__Written task 1__.
Answer these questions using the text about Ruth and Naomi.
(a) What name does Naomi claim on arriving at Bethlehem?
(b) When the threshing-floor work is about to begin, what does Ruth ask God to do?
(c) Which neighbor speaks the invocation in the last vignette?
__Written task 2__.
Decide whether each statement agrees with the text about Ruth and Naomi, and answer yes or no with the deciding words quoted from it.
(a) In the threshing-floor scenes, Boaz prays for Ruth's protection.
(b) The sexual content of the nighttime encounter between Boaz and Ruth is kept.
(c) The newborn child is covered with a blue blanket.

__Text__.
———
As in the biblical account, the arrival at Bethlehem provides another occasion to listen to the bitterness of Naomi who, now, in a vignette inserted in the drawing of a full page where we only see the anger in her eyes, claims, like the biblical text (Ruth 1:20), to be identified as “Mara”, bitter.
In chapter 2, when they are already settled in Bethlehem, on two different occasions, illustrated with two full pages, we see and hear the prayer of both women, something that was absent from the biblical account. One moment is when the work on the threshing floor is about to begin: Naomi prays for Ruth, and begs God to protect her; Ruth, for her part, asks God to restore and repair her mother-in-law’s heart. The other moment is when the chapter ends, and after Haylale has spoken to Naomi; Naomi prays that one day—and the reader does not know which day or why—her daughter-in-law will forgive her; Ruth, for her part, who—like the reader—is unaware of what Haylale’s visit has brought, is grateful for what she believes to be a favorable time for Naomi.
In comparison to chapter 3 of the biblical account, the chapter in the GN is much less theologically dense. This is due to the fact that the threshing floor scene cannot be interpreted in light of the author suggesting that Boaz may be the kinsman acting as Goel. Thus, in the scenes of work on the threshing floor (chap. 3), and unlike in the Bible, we can see Boaz praying to God for protection for Ruth. However, the sexual content of the nighttime encounter between Boaz and Ruth has been ignored.
The last chapter also shows a scene in which Ruth prays alone in her room; this time she is praying with the ‘Thy will be done’ of the Lord’s Prayer. Dyer includes it in a three-vignette sequence to note that her future depends on others, something she is unaware of, but which reveals her as a woman of deep faith. This faith is confirmed in the vignette in chapter 4, in which Ruth recalls the text of Jer 29:11 and confesses, to her mother-in-law’s despair, her radical trust in God’s action in her life, however disconcerting it may be. This strong faith of Ruth’s will heal her mother-in-law’s pain, to the point that we see them praying together with clasped hands, asking God to allow them to discern what he expects of them.
Naomi’s last words in the GN are spoken at the wedding toast; they are the same words that the biblical account puts into the mouths of the men of Bethlehem (Ruth 4:11–12), asking God to include Ruth among the matriarchs of Israel. The last vignette, as in the biblical account (Ruth 4:14–15), includes the invocation to God of one of the neighbors, Kitty Sands, asking Naomi that the child born to Ruth would bring her back to life and joy. Additionally, in the scene, Naomi holds in her lap the newborn child (Ruth 4:16) whom Dyer has covered with the red shawl that Boaz gave her on the night of the threshing-feast. This splash of color confirms that God has been watching over Eli’s family, even though Naomi has lived in constant bewilderment and desolation because of the difficult circumstances she has experienced.
The image of the people of Israel in the biblical text, their connection to the promised land, and the importance of the law as a sign of the covenant with God are rather blurred in the GN.
———
__Provided data__.
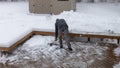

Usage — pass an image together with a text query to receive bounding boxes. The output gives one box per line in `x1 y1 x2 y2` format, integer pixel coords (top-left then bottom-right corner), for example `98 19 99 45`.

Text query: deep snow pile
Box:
0 35 107 68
———
__Right answer 1__.
(a) "Mara," meaning bitter.
(b) To restore and repair her mother-in-law's heart.
(c) Kitty Sands.

__Right answer 2__.
(a) Yes: "we can see Boaz praying to God for protection for Ruth."
(b) No: "the sexual content of the nighttime encounter between Boaz and Ruth has been ignored."
(c) No: "covered with the red shawl that Boaz gave her on the night of the threshing-feast."